#### Supplied passage:
○ ○ ○ ○

Credit: Rosie Shackles

Sugo to seek extension to its restaurant

By Joe Evans

The popular pasta restaurant on Mitchell Street is looking to extend its seating area into the basement of the Charles Rennie MacKintosh-designed lighthouse building.

Mitchell Street pasta restaurant Sugo has applied to Glasgow City Council to extend its seating area into the basement of the Charles Rennie Mackintosh-designed Lighthouse building, the ground floor of which already houses Sugo’s existing seating and kitchen space.

Sugo, established last year by the team behind Paesano pizza, originally seated up to 250 guests before Covid-19.

Management stated in their planning documents that the decision to expand was primarily an attempt to boost the available space for customers in order to make the business viable in a post-Covid-19 environment. 

Social distancing is severely limiting customer numbers, and as a result is reducing the profit the restaurant can make in any one night. Any means by which the available floor space can be increased will be of great benefit to any business in the coming months.

In the planning documents submitted to the city council, Sugo states that the basement is currently not in use and would allow, if permission is granted, the restaurant to seat enough customers to offset the lost income from its long closure during lockdown and the reduced customers under current distancing rules.

Planning documents state: “Due in the main to the extraordinary situation presented by the Covid-19 pandemic, and the fact that the restaurant has been closed since early March, the applicant has had to consider a range of options aimed at sustaining the restaurant and ensuring the viability of the business.

○ ○ ○ ○

#### Record excerpts:
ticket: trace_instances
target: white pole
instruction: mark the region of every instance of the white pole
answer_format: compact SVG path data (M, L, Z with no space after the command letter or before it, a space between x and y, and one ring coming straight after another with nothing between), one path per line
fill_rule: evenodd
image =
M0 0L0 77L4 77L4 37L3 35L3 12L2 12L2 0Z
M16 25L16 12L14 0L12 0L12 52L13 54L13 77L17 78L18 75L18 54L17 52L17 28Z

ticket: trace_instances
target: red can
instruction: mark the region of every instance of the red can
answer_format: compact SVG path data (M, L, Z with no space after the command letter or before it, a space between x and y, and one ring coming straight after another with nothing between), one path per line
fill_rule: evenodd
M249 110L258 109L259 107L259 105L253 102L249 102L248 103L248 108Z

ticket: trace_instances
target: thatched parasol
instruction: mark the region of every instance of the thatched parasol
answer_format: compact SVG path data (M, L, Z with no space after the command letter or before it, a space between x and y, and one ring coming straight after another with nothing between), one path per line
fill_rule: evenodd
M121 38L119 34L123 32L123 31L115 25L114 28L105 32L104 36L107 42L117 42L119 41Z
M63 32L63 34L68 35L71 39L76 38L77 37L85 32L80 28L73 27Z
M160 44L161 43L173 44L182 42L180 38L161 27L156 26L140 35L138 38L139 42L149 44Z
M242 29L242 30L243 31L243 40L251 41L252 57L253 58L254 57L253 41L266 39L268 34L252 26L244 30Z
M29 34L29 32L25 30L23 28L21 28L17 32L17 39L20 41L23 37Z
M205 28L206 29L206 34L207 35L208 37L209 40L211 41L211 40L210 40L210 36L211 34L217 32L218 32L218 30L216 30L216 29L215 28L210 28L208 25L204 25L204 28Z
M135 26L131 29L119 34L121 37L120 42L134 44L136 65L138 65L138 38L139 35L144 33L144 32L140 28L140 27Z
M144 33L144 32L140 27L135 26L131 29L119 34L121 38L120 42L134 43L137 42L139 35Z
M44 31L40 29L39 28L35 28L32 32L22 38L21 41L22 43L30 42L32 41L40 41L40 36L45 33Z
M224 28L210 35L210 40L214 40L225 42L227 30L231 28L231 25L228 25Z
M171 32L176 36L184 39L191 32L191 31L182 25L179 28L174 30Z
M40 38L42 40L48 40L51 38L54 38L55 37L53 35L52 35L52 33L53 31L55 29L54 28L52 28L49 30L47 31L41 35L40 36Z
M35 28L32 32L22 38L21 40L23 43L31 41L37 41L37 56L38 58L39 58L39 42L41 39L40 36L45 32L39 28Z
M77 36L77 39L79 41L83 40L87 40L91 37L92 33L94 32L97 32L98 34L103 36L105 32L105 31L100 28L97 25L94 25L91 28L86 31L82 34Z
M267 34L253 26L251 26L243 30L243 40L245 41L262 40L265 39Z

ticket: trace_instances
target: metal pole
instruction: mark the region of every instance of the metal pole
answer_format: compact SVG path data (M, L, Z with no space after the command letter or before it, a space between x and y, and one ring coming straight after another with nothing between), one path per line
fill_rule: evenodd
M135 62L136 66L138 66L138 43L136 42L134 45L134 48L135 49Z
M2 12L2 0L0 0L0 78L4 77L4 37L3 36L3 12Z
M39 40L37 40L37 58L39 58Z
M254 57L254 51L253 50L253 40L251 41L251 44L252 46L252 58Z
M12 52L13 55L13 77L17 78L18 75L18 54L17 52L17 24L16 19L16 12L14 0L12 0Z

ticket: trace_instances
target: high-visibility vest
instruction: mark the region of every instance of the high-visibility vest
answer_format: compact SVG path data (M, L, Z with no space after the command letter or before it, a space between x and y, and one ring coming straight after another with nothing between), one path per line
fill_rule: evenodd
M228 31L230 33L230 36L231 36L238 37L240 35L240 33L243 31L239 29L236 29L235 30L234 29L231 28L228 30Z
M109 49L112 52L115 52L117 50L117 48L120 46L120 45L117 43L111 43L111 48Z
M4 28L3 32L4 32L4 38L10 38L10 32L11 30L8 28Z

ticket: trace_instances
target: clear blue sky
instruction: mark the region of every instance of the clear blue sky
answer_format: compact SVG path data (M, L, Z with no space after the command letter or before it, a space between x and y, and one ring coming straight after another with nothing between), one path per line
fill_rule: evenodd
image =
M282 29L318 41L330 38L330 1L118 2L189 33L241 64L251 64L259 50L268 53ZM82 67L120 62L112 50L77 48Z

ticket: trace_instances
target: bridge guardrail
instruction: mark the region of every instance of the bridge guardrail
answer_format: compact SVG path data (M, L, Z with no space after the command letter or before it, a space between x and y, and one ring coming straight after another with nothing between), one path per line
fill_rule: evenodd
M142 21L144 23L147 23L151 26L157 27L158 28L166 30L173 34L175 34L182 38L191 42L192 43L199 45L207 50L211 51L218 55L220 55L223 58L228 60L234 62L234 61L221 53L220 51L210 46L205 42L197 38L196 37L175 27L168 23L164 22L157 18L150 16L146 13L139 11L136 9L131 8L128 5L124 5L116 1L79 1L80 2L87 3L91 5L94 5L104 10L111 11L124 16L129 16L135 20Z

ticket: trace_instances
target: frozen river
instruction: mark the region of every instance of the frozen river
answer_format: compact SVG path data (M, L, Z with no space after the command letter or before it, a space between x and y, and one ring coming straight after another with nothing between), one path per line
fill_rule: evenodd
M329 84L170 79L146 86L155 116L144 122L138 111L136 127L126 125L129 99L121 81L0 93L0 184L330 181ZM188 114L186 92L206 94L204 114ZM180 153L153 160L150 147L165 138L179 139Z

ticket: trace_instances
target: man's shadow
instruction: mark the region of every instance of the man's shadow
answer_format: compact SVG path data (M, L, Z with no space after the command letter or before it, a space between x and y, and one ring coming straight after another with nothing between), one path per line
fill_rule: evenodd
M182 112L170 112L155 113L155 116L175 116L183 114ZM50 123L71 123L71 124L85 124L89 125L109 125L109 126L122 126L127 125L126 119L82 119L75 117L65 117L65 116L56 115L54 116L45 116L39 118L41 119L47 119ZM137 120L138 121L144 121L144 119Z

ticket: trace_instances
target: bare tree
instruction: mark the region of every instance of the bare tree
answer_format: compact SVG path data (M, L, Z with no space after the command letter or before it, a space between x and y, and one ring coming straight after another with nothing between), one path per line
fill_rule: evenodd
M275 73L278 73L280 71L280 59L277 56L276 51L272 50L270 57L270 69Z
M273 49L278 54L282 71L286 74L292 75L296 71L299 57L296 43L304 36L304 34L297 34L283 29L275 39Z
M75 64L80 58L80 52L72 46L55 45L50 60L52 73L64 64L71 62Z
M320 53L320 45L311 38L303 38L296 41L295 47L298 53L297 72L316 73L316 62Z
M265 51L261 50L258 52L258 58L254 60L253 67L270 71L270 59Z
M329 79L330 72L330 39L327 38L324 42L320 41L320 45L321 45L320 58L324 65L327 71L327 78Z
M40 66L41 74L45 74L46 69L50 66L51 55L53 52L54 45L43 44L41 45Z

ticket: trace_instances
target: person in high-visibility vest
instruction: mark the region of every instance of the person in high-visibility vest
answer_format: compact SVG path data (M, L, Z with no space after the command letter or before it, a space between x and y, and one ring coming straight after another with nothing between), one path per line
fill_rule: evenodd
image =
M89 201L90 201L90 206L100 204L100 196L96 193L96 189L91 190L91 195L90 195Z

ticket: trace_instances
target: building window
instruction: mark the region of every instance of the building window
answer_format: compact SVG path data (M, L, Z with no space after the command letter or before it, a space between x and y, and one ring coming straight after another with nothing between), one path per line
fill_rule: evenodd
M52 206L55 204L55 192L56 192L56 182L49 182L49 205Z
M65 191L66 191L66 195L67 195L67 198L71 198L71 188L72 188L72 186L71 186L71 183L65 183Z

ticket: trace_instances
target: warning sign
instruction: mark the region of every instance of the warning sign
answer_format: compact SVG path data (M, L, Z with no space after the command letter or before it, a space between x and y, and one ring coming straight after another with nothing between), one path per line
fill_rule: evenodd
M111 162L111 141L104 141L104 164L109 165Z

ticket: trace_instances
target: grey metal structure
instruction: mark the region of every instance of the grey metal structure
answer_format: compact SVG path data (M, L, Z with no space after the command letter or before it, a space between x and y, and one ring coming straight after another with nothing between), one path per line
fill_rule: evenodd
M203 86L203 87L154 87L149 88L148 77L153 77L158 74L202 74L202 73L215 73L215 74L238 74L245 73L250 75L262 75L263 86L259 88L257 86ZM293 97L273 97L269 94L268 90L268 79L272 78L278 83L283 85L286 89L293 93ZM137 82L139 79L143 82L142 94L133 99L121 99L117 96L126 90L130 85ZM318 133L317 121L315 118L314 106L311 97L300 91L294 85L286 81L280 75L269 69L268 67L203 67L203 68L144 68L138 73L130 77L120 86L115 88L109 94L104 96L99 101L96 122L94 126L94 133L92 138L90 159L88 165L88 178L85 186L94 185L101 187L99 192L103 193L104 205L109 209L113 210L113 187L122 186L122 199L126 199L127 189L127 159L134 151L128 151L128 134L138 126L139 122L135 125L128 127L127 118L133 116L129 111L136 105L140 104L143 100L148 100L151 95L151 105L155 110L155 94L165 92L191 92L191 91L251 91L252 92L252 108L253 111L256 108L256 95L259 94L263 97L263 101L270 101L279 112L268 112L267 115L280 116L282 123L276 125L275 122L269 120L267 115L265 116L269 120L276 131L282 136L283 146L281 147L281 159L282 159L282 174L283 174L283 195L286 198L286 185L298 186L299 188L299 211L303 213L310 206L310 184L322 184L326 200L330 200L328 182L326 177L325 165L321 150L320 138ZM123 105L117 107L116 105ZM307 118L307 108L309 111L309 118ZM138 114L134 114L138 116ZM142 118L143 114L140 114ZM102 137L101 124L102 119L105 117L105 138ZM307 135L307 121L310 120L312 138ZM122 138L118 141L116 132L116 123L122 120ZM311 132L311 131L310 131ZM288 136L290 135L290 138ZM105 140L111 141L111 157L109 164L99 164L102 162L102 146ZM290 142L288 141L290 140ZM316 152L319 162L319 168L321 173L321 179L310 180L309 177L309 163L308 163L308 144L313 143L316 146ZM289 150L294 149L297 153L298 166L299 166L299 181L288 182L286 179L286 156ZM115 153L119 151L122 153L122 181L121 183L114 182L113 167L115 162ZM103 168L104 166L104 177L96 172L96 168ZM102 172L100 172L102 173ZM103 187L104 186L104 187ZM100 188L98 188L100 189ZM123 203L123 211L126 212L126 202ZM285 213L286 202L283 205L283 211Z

○ ○ ○ ○

#### Tasks for this exercise:
[1] According to the news article about Sugo's extension, how many guests did the restaurant seat before Covid-19?
[2] Extend the news article about Sugo's extension from the point where it stops, keeping its formal tone.

#### Activity answers:
[1] Up to 250 guests.

[2]
“Through these considerations, it was felt that extending the business into the basement would provide for more generous preparation areas and an extra cooking area which would potentially increase the capacity of the kitchens, and in turn the volume of business which could be generated. 

“The new cooking installation will be directly beneath the existing cooking installations on the ground floor with the new extraction system linked directly into the existing one, so there will be no issues with odours or fumes, or additional pipework.

“The proposed changes have no impact on or affect the external parts of the building and will have no impact on building regulation issues in particular escape from the premises in event of fire, which will continue to be via the existing escape corridor.”

The deadline for comment on the submitted documents was on 31 August, with a decision by the city council expected on 22 September.